A rainbow of grief

Paul Constant

January 28, 2016

If you hold a copy of Tom Hart’s new graphic novel Rosalie Lightning away from you by the spine, here is what you’ll see:

The pages are stratified in asymmetrical bands of black and white — thick stretches of white broken up by occasional, quick bursts of black, with one dense stand of black pages. You see this kind of striation in black-and-white comics collections all the time, but in Rosalie Lightning, it looks more portentous.

Hart’s daughter with fellow cartoonist Leela Corman, Rosalie — a seemingly healthy child — died in her sleep for no apparent reason just shy of her second birthday. Rosalie Lightning tells the story of what happened next, the first few hours and days and weeks after Rosalie’s death. Taken in that context, the bands of white and black start to make a horrible sense: anyone who has felt grief knows that the time immediately following a death is like that — everything has the color sapped from it, and the days and nights melt together as time begins to come unmoored. Some nights feel like thirty years, some days pass before you can successfully draw a single breath.

As an object, Rosalie Lightning promises that kind of a visceral journey through loss just by looking at the closed book. No matter where you are in the narrative, you know you’re always only a few pages away from the next dark patch. You never know how long the light will last, or when the darkness will come, or how long it will stay. In that way, it’s a lot like life.

* _Dataset content_:

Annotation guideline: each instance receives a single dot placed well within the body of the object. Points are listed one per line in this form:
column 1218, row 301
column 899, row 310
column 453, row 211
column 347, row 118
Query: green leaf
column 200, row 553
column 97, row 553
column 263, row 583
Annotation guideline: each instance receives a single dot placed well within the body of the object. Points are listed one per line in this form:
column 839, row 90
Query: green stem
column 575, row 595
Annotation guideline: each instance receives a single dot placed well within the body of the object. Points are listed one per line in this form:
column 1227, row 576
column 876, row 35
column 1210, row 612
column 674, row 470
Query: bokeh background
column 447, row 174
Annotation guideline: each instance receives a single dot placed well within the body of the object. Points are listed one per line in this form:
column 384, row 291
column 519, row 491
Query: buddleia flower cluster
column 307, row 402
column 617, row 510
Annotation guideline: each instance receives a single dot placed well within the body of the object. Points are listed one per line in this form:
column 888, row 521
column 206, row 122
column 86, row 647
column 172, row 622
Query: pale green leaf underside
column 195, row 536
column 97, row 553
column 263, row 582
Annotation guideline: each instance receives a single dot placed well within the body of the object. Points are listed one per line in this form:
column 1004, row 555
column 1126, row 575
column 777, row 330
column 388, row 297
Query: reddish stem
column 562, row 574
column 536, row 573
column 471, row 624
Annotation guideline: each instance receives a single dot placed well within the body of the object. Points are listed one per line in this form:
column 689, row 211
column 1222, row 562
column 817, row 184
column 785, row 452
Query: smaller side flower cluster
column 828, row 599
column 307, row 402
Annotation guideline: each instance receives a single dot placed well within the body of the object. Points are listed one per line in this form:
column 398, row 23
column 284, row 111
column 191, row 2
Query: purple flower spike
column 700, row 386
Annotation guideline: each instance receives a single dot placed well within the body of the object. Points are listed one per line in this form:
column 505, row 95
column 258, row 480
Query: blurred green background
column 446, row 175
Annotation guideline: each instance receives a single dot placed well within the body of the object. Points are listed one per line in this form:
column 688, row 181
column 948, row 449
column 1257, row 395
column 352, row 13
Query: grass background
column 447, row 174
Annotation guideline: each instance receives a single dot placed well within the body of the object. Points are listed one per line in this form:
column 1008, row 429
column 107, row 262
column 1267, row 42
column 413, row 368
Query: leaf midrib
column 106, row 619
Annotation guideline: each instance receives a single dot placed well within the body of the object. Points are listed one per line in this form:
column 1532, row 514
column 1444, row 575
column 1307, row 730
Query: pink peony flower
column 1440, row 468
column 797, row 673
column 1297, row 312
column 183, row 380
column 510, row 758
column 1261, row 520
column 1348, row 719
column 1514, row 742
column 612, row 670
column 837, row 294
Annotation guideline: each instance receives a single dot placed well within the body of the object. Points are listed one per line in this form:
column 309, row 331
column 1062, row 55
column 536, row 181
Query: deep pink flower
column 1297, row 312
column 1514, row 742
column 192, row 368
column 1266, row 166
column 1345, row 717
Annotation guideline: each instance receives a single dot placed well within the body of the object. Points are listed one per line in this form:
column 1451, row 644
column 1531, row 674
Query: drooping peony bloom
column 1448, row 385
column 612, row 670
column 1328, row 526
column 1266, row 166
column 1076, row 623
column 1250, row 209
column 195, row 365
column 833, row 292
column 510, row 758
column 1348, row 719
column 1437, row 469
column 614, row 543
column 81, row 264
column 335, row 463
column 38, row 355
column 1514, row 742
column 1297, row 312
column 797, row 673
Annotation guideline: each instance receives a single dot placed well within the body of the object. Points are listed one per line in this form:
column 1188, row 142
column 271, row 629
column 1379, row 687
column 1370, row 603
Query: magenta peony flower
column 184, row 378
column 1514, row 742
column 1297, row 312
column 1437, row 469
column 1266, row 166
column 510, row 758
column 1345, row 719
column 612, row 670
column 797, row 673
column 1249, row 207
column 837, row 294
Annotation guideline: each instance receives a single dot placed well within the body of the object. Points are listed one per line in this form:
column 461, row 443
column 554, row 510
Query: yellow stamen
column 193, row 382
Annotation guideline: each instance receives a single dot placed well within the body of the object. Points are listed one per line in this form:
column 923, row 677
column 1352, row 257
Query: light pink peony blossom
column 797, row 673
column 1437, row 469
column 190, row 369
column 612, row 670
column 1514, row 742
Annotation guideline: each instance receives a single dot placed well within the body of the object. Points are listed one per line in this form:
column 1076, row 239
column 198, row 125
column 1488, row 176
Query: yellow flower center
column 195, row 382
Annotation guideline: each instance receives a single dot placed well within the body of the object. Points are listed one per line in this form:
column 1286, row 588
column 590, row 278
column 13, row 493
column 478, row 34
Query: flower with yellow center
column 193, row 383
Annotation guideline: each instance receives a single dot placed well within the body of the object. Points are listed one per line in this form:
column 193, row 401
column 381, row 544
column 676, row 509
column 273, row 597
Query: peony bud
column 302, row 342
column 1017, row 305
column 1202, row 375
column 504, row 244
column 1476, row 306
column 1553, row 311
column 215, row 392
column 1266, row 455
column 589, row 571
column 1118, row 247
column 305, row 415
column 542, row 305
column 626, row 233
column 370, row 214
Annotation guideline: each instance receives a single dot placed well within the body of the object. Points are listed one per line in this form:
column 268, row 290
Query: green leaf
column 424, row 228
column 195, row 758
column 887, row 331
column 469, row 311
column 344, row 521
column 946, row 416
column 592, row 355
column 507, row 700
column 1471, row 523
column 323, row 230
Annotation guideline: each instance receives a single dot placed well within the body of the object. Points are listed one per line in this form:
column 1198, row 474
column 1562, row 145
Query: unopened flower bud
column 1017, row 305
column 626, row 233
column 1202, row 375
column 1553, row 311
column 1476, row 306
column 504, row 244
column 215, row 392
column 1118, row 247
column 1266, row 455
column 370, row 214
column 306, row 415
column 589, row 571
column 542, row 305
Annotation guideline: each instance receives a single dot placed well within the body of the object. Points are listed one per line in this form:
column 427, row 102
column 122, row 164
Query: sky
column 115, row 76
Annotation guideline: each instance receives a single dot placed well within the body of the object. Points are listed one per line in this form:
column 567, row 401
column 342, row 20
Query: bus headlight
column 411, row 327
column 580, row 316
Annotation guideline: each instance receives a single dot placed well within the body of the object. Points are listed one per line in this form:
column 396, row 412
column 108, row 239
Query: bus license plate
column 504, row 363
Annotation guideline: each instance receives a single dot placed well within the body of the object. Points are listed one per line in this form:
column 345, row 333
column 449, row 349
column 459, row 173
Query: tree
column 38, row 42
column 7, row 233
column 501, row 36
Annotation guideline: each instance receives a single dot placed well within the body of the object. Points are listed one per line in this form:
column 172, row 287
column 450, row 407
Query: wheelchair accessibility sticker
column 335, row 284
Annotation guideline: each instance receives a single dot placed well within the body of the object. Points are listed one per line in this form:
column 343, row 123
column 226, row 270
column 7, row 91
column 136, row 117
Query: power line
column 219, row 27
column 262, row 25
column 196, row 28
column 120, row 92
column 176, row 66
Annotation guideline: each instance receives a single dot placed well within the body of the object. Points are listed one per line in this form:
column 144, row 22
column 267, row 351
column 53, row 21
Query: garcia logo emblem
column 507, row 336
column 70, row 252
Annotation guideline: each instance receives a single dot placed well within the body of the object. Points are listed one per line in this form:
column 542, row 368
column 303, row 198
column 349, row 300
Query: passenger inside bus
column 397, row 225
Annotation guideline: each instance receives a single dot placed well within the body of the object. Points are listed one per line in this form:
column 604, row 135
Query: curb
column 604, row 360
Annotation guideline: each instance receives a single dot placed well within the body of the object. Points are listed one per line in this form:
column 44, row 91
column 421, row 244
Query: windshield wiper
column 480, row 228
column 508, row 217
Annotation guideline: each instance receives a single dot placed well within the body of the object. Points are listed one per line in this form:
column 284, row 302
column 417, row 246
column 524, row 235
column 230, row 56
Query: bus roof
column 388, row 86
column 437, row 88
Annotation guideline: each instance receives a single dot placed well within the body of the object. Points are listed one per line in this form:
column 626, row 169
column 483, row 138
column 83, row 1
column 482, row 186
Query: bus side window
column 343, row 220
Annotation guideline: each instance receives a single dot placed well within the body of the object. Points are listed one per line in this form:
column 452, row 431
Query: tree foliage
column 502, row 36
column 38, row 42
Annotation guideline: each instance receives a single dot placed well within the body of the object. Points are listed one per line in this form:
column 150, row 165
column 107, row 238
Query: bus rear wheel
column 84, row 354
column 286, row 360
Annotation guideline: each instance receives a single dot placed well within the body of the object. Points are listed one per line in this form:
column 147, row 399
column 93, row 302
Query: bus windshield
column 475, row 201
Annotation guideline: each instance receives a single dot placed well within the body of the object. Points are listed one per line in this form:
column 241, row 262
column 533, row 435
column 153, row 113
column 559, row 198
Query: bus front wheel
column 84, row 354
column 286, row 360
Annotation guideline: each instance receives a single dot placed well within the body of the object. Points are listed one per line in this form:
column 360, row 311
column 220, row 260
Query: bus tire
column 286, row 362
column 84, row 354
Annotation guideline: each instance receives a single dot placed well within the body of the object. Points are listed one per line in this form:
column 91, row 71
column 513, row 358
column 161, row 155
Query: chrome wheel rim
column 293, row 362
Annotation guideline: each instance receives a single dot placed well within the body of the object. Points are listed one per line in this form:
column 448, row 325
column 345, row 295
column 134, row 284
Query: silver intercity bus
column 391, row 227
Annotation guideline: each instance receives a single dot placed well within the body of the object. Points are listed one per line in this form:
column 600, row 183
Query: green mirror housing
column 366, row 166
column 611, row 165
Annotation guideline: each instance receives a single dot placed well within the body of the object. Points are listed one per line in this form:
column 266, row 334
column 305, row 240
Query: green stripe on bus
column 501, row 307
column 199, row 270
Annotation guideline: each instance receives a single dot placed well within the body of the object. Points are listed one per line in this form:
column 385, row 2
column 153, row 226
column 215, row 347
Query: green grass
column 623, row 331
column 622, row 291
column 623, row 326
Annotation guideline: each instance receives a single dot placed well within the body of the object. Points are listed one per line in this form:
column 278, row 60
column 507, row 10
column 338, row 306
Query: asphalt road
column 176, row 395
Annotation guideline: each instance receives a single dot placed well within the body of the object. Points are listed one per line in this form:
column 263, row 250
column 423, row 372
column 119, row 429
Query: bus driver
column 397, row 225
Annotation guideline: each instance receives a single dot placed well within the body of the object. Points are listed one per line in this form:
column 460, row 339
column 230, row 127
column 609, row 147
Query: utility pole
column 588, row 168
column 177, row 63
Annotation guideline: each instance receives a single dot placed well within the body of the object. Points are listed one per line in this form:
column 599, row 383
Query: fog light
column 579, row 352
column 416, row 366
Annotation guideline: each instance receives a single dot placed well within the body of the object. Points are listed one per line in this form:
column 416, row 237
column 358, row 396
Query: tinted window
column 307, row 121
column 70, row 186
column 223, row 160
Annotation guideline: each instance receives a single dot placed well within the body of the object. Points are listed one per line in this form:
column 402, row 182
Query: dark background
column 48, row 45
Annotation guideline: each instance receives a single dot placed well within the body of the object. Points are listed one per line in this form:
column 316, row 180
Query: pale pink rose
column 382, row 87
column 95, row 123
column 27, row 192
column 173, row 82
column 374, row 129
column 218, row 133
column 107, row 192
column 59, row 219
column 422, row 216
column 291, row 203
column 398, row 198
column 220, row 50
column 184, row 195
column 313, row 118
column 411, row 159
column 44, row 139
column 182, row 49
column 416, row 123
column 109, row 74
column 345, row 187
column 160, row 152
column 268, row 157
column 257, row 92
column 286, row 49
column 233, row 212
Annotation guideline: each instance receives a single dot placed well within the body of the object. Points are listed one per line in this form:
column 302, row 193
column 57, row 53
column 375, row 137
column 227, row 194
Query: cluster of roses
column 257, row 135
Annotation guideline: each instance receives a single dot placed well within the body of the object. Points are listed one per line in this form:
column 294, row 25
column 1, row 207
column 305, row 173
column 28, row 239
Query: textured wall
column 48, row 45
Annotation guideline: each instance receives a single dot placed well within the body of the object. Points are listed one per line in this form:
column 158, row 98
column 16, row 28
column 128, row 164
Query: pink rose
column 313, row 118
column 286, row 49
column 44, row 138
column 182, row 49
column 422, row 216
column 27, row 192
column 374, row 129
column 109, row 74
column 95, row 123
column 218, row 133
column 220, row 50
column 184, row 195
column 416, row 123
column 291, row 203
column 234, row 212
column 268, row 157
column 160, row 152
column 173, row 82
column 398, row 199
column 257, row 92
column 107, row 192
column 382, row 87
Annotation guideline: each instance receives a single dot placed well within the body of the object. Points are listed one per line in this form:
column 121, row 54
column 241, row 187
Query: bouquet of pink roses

* _Problem_:
Reproduce word for word the passage of the Rosalie Lightning review above, from "Hart’s daughter with" to "a single breath.".

* _Output_:
Hart’s daughter with fellow cartoonist Leela Corman, Rosalie — a seemingly healthy child — died in her sleep for no apparent reason just shy of her second birthday. Rosalie Lightning tells the story of what happened next, the first few hours and days and weeks after Rosalie’s death. Taken in that context, the bands of white and black start to make a horrible sense: anyone who has felt grief knows that the time immediately following a death is like that — everything has the color sapped from it, and the days and nights melt together as time begins to come unmoored. Some nights feel like thirty years, some days pass before you can successfully draw a single breath.